-- PASSAGE --

┄┄┄┄┄┄

The overall structure of the response is like any other HTTP response; a HTTP response code, a set of MIME headers that convey information about the response for the HTTP software layer, a blank line separating those headers from the payload, and the payload itself. The DataDMR is that payload and nothing in the HTTP response preamble (the response code or MIME headers) is needed to deserialize the response. However, it is useful to make use of the HTTP response document's headers to streamline integration with the larger web infrastructure. There are two groups of headers described here: The required headers and headers we have found to be useful. Note that these headers are not part of the response payload. They are used by the HTTP transport software, some of which may be completely separate from either the DAP4 client or server involved in the data access operation (e.g., a Squid cache installed by a university department).

4.1 Required headers

The headers that are required are:

Date
This header identifies when the response was generated.
Last-Modified
This is the time that the referenced object (the thing in the payload) was last 'modified'. For DAP4, this is the more recent time that any of the values in the response changed. Practically, it is the last modified time of the file or table that holds the data. This is important for caching systems.
Content-Type
This identifies the 'mime type' of the payload. For the DataDMR response this should be application/vnd.opendap.org.dap4.data.
X-DAP
The version of the DAP protocol implemented by the software that wrote the payload. Not actually needed since the same information is in the DMR document, this can be useful for clients since most HTTP libraries make experimental headers easy to access. Having the protocol of the payload known in advance will simplify parsing the XML component of the response.

4.2 Useful headers

The headers that we have found useful are:

Content-Encoding
this describes an encoding applied to the payload by (typically) a web server such as Tomcat. In almost all cases this will be added to a response as it 'goes out the door' and is not something that the DAP4 server software needs to be concerned with. However, if a server was implemented so that it formed the entire response, it would need to use this header if it wanted to use a transfer encoding like gzip and have HTTP client software perform the decoding.

┄┄┄┄┄┄

-- REQUESTS --
1. In the DAP4 response headers text, what mime type should the Content-Type header give for the DataDMR response?
2. Resume the DAP4 response headers text, picking up right after its final sentence.
The records are separate material with no connection to the DAP4 response headers text.

-- GIVEN INFORMATION --
┄┄┄┄┄┄

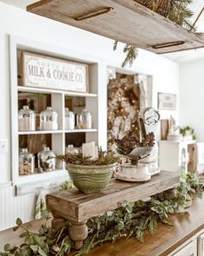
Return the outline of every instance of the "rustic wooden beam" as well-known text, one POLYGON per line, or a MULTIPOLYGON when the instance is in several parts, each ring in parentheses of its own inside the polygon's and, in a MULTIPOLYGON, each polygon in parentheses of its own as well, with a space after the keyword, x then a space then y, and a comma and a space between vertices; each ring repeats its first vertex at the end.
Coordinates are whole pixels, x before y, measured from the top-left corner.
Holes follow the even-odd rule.
POLYGON ((180 182, 178 174, 162 172, 147 182, 124 182, 112 179, 101 193, 86 194, 76 188, 47 195, 48 209, 53 213, 53 226, 68 226, 75 249, 83 246, 87 237, 88 219, 120 207, 124 203, 143 200, 150 195, 174 188, 180 182), (94 207, 92 207, 94 206, 94 207))
POLYGON ((134 0, 41 0, 27 10, 158 54, 204 47, 202 35, 189 32, 134 0))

┄┄┄┄┄┄

-- RESULTS FOR EACH TASK --
1. application/vnd.opendap.org.dap4.data

2.
Cache-Control
Tells all caching mechanisms from server to client whether they may cache this object. If a response results in an error and that is detected before the headers are written, it is good practice to suppress caching that response.
Expires
tells a cache how long the response is considered 'fresh'. Both Cache-Control and Expires can improve performance of caching systems. Using this header can eliminate unnecessary conditional GET requests.
Server
this provides a way for the response to indicate information about the server software implementation.
HTTP/1.1 200 OK
Date: Mon, 23 May 2005 22:38:34 GMT
Last-Modified: Wed, 08 Jan 2003 23:11:55 GMT
Content-Type: application/vnd.opendap.org.dap4.data
Content-Encoding: gzip
X-DAP: <<DAP version>>

<<Blank line>>

<<Hex chunk info - this provides the offset to the data>>

<<DMR here>>

<<Blank line>>

<<Binary part>>

4.3 Structure of the DMR Part

The start of the Data Response document follows the blank line separating the HTTP response MIME headers (i.e., it is the payload of the response document). Here's an example response document in its entirety. Note that following the DMR (which is a kind of XML document), a blank line is used to indicate the start of the binary part. Since the DMR must be, at minimum, a well-formed XML document, it is possible to know where it ends and identify the blank line separating the DMR from the binary part.

4.4 Structure of the binary part

The binary part of the payload follows a blank line. Essentially this is the serialization form of DAP2, but with some important changes to the binary part:

  1. DAP4 will use a receiver-makes-right encoding scheme where a four-byte preamble will be used to indicate the byte-order of the data values
  2. No padding will be used for data values
  3. Each top-level variable will be followed by a checksum
  4. Floating point values will use the nearly ubiquitous IEEE 754 standard.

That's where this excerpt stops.